* What you should do *
Present every line of the data below as a numbered list, leaving out blank lines and the pictures.

* Records from a collection *

----

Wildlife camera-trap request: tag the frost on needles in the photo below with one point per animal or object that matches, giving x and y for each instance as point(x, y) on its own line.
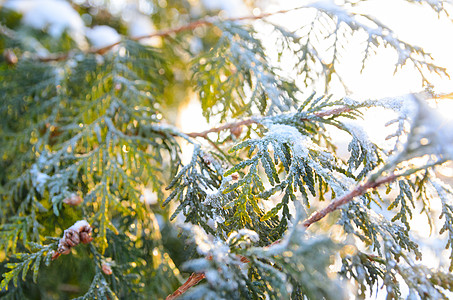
point(259, 205)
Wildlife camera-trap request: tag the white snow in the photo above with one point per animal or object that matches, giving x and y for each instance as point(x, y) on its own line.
point(52, 15)
point(77, 227)
point(360, 133)
point(102, 36)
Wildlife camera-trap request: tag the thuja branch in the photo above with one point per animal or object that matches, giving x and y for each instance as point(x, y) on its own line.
point(195, 278)
point(357, 191)
point(235, 125)
point(210, 21)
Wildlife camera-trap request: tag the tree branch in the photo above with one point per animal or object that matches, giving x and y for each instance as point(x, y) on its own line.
point(247, 122)
point(357, 191)
point(210, 21)
point(334, 205)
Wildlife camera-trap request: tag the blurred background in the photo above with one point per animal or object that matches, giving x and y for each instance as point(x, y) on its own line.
point(53, 26)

----

* Output below *
1. Wildlife camera-trap request: tag the frost on needles in the photo below with one point per animal or object that matches, giving x and y for each instance as point(x, y) on its own line.
2. point(259, 205)
3. Wildlife camera-trap request: tag the white snow in the photo above with one point per animal or object that matches, giving x and y for each instance as point(x, y) on its own line.
4. point(52, 15)
5. point(77, 227)
6. point(360, 133)
7. point(102, 36)
8. Wildlife camera-trap request: tag the thuja branch in the photo above with one point per animal or object that matches, giving x and y for each instance as point(x, y) on its own line.
9. point(195, 278)
10. point(357, 191)
11. point(235, 125)
12. point(210, 21)
13. Wildlife camera-trap request: tag the tree branch in the photo above with one point per animal or object that matches, giving x and y for each instance as point(x, y) on its own line.
14. point(247, 122)
15. point(357, 191)
16. point(210, 21)
17. point(334, 205)
18. Wildlife camera-trap request: tag the blurred background in the photo above with one point per animal or object that matches, giving x and y for each instance as point(x, y) on its own line.
19. point(53, 26)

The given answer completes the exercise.